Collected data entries
* * * *
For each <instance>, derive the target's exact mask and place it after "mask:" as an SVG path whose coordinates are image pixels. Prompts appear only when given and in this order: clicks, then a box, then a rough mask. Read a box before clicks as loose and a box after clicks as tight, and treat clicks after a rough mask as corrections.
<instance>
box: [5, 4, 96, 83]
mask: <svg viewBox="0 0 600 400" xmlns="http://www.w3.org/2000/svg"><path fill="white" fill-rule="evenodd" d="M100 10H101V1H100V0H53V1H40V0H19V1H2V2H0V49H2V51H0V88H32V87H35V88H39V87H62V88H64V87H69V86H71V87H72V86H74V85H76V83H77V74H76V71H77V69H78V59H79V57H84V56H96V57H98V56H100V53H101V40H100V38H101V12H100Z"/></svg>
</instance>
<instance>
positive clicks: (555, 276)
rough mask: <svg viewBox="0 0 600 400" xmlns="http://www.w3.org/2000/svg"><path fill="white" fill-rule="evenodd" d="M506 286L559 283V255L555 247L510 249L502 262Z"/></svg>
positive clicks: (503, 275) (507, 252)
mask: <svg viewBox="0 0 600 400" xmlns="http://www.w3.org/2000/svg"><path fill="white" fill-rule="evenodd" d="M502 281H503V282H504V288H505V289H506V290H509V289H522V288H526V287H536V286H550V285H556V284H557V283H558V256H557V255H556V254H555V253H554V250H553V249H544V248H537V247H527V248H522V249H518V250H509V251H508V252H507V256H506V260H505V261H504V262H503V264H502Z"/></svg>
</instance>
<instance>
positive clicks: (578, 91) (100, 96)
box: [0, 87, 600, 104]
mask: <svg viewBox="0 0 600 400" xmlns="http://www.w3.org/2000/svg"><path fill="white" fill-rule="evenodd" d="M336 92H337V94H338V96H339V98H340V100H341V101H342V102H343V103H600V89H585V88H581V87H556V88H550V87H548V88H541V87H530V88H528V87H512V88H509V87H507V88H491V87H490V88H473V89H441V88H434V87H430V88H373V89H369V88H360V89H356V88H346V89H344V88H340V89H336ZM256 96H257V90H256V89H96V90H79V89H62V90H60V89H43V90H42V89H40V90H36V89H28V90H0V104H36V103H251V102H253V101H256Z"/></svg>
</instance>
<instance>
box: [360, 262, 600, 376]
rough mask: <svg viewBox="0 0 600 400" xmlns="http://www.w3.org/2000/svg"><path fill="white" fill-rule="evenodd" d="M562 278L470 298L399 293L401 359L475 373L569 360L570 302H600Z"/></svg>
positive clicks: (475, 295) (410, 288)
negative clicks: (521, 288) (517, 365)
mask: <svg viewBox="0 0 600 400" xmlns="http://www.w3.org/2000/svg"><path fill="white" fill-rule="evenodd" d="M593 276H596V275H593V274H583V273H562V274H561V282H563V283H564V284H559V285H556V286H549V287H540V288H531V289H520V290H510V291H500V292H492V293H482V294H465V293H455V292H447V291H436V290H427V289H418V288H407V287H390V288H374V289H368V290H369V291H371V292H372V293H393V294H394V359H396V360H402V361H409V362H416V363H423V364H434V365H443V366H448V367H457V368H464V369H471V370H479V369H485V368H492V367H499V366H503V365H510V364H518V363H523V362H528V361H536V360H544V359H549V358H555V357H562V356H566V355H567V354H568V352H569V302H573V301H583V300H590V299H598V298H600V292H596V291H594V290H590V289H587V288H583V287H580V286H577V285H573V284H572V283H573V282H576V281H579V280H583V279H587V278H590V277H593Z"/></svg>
* * * *
## [TO DO]
Word for word, repeat the records above.

## [RESULT]
For each <instance>, derive the target's exact mask and place it after "mask:" as an SVG path whose coordinates are image pixels. Prompts appear only when given and in this order: clicks, then a box, then a rough mask. Read a box before clicks as loose and a box after clicks as tight, and treat clicks after a rough mask as corrections.
<instance>
box: [5, 4, 96, 83]
mask: <svg viewBox="0 0 600 400" xmlns="http://www.w3.org/2000/svg"><path fill="white" fill-rule="evenodd" d="M100 10H101V1H100V0H53V1H40V0H19V1H2V2H0V49H2V51H0V88H32V87H35V88H39V87H62V88H64V87H69V86H71V87H72V86H74V85H76V83H77V74H76V71H77V69H78V59H79V57H84V56H96V57H98V56H100V53H101V40H100V38H101V12H100Z"/></svg>
</instance>
<instance>
positive clicks: (555, 276)
rough mask: <svg viewBox="0 0 600 400" xmlns="http://www.w3.org/2000/svg"><path fill="white" fill-rule="evenodd" d="M506 286L559 283V255L555 247L510 249L502 262Z"/></svg>
positive clicks: (503, 275) (507, 252)
mask: <svg viewBox="0 0 600 400" xmlns="http://www.w3.org/2000/svg"><path fill="white" fill-rule="evenodd" d="M502 281H503V282H504V288H505V289H506V290H509V289H522V288H526V287H536V286H550V285H556V284H557V283H558V256H557V255H556V254H555V253H554V250H553V249H544V248H537V247H527V248H522V249H518V250H509V251H508V252H507V256H506V260H505V261H504V262H503V264H502Z"/></svg>
</instance>
<instance>
positive clicks: (578, 91) (100, 96)
box: [0, 87, 600, 104]
mask: <svg viewBox="0 0 600 400" xmlns="http://www.w3.org/2000/svg"><path fill="white" fill-rule="evenodd" d="M336 92H337V94H338V96H339V98H340V100H341V101H342V102H343V103H600V89H585V88H581V87H556V88H550V87H548V88H541V87H530V88H528V87H512V88H509V87H507V88H491V87H490V88H473V89H441V88H434V87H430V88H373V89H369V88H360V89H356V88H346V89H344V88H340V89H336ZM256 96H257V90H256V89H96V90H79V89H62V90H60V89H43V90H42V89H40V90H36V89H28V90H0V104H36V103H251V102H253V101H256Z"/></svg>
</instance>
<instance>
box: [360, 262, 600, 376]
rough mask: <svg viewBox="0 0 600 400" xmlns="http://www.w3.org/2000/svg"><path fill="white" fill-rule="evenodd" d="M562 278L470 298L399 293L401 359L475 373L569 360L570 302H600Z"/></svg>
positive clicks: (475, 295) (410, 288)
negative clicks: (521, 288) (517, 365)
mask: <svg viewBox="0 0 600 400" xmlns="http://www.w3.org/2000/svg"><path fill="white" fill-rule="evenodd" d="M593 276H596V275H593V274H583V273H562V274H561V282H563V283H564V284H559V285H556V286H549V287H540V288H531V289H520V290H510V291H500V292H492V293H482V294H465V293H455V292H447V291H436V290H427V289H418V288H407V287H390V288H374V289H368V290H369V291H371V292H372V293H393V294H394V359H396V360H402V361H409V362H416V363H423V364H434V365H443V366H448V367H457V368H464V369H471V370H479V369H485V368H492V367H499V366H503V365H510V364H518V363H523V362H528V361H536V360H544V359H549V358H555V357H562V356H566V355H567V354H568V352H569V302H573V301H583V300H590V299H598V298H600V292H596V291H594V290H590V289H587V288H583V287H580V286H577V285H573V284H572V283H573V282H576V281H579V280H583V279H587V278H590V277H593Z"/></svg>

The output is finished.